OBJECTIVE A:
In the article on Dubai's debt, what figure did Mohamed Alabbar give for Dubai government sovereign debt?

TEXT EXTRACT:
Posted on 24 November 2008 with no comments from readers

Emaar Properties chairman and veteran Dubai public official Mohamed Alabbar is back in a leading role in the local administration as chairman of the powerful new advisory council of senior government figures to steer the emirate through the global economic crisis.

Today he told the DIFC Week conference that he wished to be completely transparent and clear about the city’s debt levels which have been subject to much rumor recently. He stated that Dubai government sovereign debt totaled $10 billion and ‘affiliated companies’ debt was $70 billion.

‘Going forward there is absolutely no doubt that Dubai will be able to cover its debt,’ he said. ‘The total debt of $80 billion compares with sovereign assets of $90 billion and affiliated companies assets of $260 billion’, although he was unable to explain exactly how these valuations were reached. He also strongly denied that the government had sold any assets to meet debt obligations.

DFM crash

Dubai Financial Market’s total value has crashed by 75 per cent, something Mr. Alabbar euphemistically termed a ‘healthy correction’, and the local real estate market is at a complete standstill.

He did explain the composition of the new advisory committee which was apparently formed six weeks ago. Its membership comprises senior figures from across the spectrum of state and para-state entities.

Questioned on the links between the committee and the federal authorities of the UAE, Mr. Alabbar referred to informal rather than formal connections. But two members do have federal government roles that provide links at the highest levels, and this is important because federal funding is likely to become increasingly important in the future.

New Emirates Development Bank

For example, today’s announcement of the creation of a new federal bank, the Emirates Development Bank which includes the ailing Dubai mortgage companies Amlak Finance and Tamweel as well as the UAE Real Estate Bank, is an indication of how direct federal funding will support the local economy in the future. Mr. Alabbar could give no further details about this bank whose precise form and function is still being worked out.

OBJECTIVE B:
Reproduce everything in the listing from its first line down through the line containing "71), (183, 71)]", including both ends, and leave out the pictures.

DATA FOR PROCESSING:
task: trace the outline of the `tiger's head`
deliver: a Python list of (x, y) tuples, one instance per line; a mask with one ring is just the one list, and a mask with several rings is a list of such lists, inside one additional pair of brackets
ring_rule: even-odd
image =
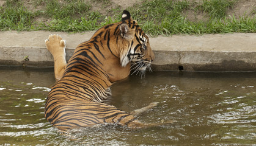
[(144, 75), (147, 68), (151, 71), (151, 63), (155, 59), (148, 36), (137, 21), (133, 20), (126, 10), (123, 12), (119, 29), (122, 39), (127, 43), (127, 45), (125, 45), (126, 47), (121, 49), (120, 52), (122, 66), (126, 66), (130, 62), (133, 63), (131, 67), (134, 70), (133, 73), (137, 72)]

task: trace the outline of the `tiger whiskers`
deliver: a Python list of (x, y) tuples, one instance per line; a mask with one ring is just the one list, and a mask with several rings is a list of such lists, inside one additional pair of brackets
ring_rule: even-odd
[(131, 66), (131, 70), (134, 70), (131, 75), (136, 72), (136, 75), (139, 74), (141, 78), (142, 78), (145, 77), (147, 68), (148, 68), (150, 72), (152, 72), (150, 63), (145, 63), (143, 60), (139, 61)]

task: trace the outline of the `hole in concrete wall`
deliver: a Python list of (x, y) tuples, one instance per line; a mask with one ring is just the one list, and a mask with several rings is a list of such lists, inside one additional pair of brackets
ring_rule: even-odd
[(184, 68), (183, 66), (178, 66), (178, 70), (180, 71), (183, 71)]

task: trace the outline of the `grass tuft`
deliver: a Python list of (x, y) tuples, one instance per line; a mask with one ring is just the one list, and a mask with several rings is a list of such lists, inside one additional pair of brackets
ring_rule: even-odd
[[(92, 3), (84, 0), (32, 0), (34, 5), (41, 9), (29, 11), (22, 0), (7, 0), (0, 7), (0, 30), (38, 30), (78, 32), (95, 30), (100, 27), (120, 21), (120, 7), (108, 9), (108, 16), (92, 10)], [(227, 16), (226, 11), (239, 0), (202, 0), (190, 3), (186, 0), (141, 0), (127, 9), (142, 29), (152, 36), (172, 34), (203, 34), (232, 32), (256, 32), (256, 15), (254, 16)], [(108, 9), (109, 0), (93, 0), (102, 2), (102, 9)], [(93, 3), (94, 4), (94, 3)], [(100, 3), (101, 4), (101, 3)], [(35, 6), (35, 8), (37, 7)], [(187, 10), (204, 12), (209, 19), (192, 22), (184, 15)], [(252, 14), (255, 10), (252, 10)], [(43, 16), (46, 21), (36, 21)]]

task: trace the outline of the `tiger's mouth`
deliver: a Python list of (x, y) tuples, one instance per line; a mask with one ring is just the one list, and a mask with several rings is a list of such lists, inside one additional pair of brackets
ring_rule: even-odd
[(150, 72), (152, 72), (150, 61), (141, 60), (140, 61), (131, 62), (131, 70), (133, 71), (131, 75), (136, 73), (136, 75), (139, 74), (142, 77), (145, 77), (147, 69), (148, 69)]

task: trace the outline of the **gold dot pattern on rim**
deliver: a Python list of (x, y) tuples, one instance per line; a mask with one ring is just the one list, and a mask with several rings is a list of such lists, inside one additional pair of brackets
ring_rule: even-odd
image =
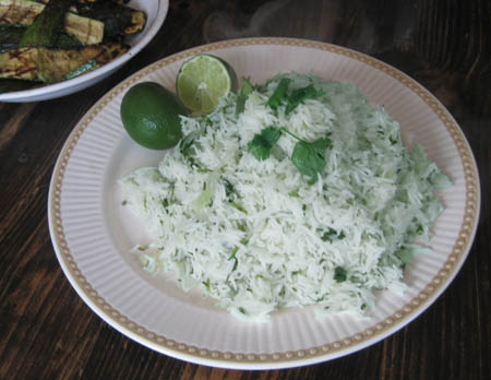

WORKED ANSWER A:
$10 billion.

WORKED ANSWER B:
task: trace the outline of the `tiger's head`
deliver: a Python list of (x, y) tuples, one instance per line; a mask with one ring is just the one list, and a mask with several rings is a list of such lists, inside one additional pair of brackets
ring_rule: even-odd
image =
[(144, 75), (147, 68), (151, 71), (151, 63), (155, 59), (148, 36), (137, 21), (133, 20), (126, 10), (123, 12), (119, 29), (122, 39), (127, 43), (127, 45), (125, 45), (126, 47), (121, 49), (120, 52), (122, 66), (126, 66), (130, 62), (133, 63), (131, 67), (134, 70), (133, 73), (137, 72)]

task: trace the outline of the `tiger whiskers`
deliver: a Python list of (x, y) tuples, one instance per line; a mask with one ring is just the one list, and a mask with several rings is a list of such lists, inside one additional pair of brackets
ring_rule: even-odd
[(131, 66), (131, 70), (134, 70), (131, 75), (136, 72), (136, 75), (139, 74), (141, 78), (142, 78), (145, 77), (147, 68), (148, 68), (150, 72), (152, 72), (150, 63), (145, 63), (143, 60), (139, 61)]

task: trace the outline of the `hole in concrete wall`
deliver: a Python list of (x, y) tuples, one instance per line; a mask with one ring is just the one list, and a mask with several rings is a list of such lists, inside one additional pair of brackets
ring_rule: even-odd
[(184, 68), (183, 66), (178, 66), (178, 70), (180, 71), (183, 71)]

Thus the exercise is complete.